> [Instrução dada]
Escreva a continuação do texto sobre o hype de microsserviços, começando logo após a última frase apresentada.

> [Trecho do documento]
━━━━━━━━━━
Três lições que aprendi com o Hype de Microsserviços
Peter Rausch Você realmente precisa de microsserviços?
Monolith First
A primeira data era 3 de junho de 2015 e Martin Fowler escreveu um artigo “MonolithFirst” aconselhando para sempre iniciar uma nova solução com um monolito, organizá-lo em módulos e dividir em microsserviços somente quando ele se tornar um problema. Isso diminui o custo de desenvolvimento, o tempo de liberações e no final das contas, temos uma solução mais simples, visto que não precisamos lidar com os desafios de uma arquitetura distribuída.
Don´t start with a monolith
A segunda data era pouco menos de uma semana depois, em 9 de junho de 2015, Stefan Tilkov contra argumentou, em seu artigo “Don’t start with a monolith”, que é muito difícil manter os módulos tão bem isolados uns dos outros como uma arquitetura de microsserviços precisa. Quando você inicia com uma arquitetura de microsserviços você é forçado, naturalmente, a desenvolver serviços bem desacoplados.
━━━━━━━━━━
> [Dados fornecidos]
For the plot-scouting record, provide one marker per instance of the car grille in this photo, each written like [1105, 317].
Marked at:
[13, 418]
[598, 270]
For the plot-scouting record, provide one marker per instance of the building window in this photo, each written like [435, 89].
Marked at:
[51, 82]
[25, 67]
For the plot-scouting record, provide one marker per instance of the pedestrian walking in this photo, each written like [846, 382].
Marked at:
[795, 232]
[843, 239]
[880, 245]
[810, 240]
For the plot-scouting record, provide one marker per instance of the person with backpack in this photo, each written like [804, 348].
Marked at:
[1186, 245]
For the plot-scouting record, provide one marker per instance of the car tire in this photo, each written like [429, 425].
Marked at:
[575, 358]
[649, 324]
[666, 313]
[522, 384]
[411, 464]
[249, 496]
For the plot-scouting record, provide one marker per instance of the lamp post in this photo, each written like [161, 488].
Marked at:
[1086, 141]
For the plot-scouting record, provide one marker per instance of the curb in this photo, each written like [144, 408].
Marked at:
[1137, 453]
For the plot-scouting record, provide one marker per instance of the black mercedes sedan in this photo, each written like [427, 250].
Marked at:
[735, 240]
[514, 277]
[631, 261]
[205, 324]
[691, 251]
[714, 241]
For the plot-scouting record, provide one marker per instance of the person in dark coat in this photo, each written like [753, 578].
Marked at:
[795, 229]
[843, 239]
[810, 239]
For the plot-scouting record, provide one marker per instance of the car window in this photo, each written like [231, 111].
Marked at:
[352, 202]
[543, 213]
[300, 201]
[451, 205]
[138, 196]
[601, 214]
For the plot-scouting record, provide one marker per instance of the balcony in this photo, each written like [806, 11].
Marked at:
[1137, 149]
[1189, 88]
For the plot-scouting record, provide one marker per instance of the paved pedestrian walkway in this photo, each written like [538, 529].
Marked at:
━━━━━━━━━━
> [Resultado do exercício]
It all depends
A terceira data era meados de 2016–2017 quando eu recebi uma solicitação de um projeto que era basicamente um blog de conteúdo em que o cliente queria que fosse desenvolvido com arquitetura de microsserviços.
Tempo depois, realizei uma consultoria, para uma empresa da área de indústria, onde avaliei a arquitetura de software de um sistema que controlava UMA máquina e que havia sido construído com 28 microsserviços.
Vi também soluções que poderiam ser facilmente solucionadas com um worker trabalhando em background e escala horizontal virando complexos 23 implantáveis.
3 lições
Particularmente, eu gosto bastante da definição de microsserviços da Amazon:
Na maioria das vezes que nós desenvolvedores discutimos assuntos da nossa área, temos o costume de enxergar só a parte técnica. Sério, é SENSACIONAL ver uma estrutura de microsserviços funcionando perfeitamente. Aquele monte de componentes se comunicando com requisições pra cá e pra lá, mensageria, processos assíncronos. É muito massa! Fala verdade!
Mas vocês perceberam um detalhe muito importante na definição da Amazon? A adoção de uma arquitetura de microsserviços não começa na parte técnica, mas sim na estrutura ORGANIZACIONAL do desenvolvimento de software. Um microsserviço é um software INDEPENDENTE que pertence a UMA EQUIPE.
Primeiramente, Lei de Conway.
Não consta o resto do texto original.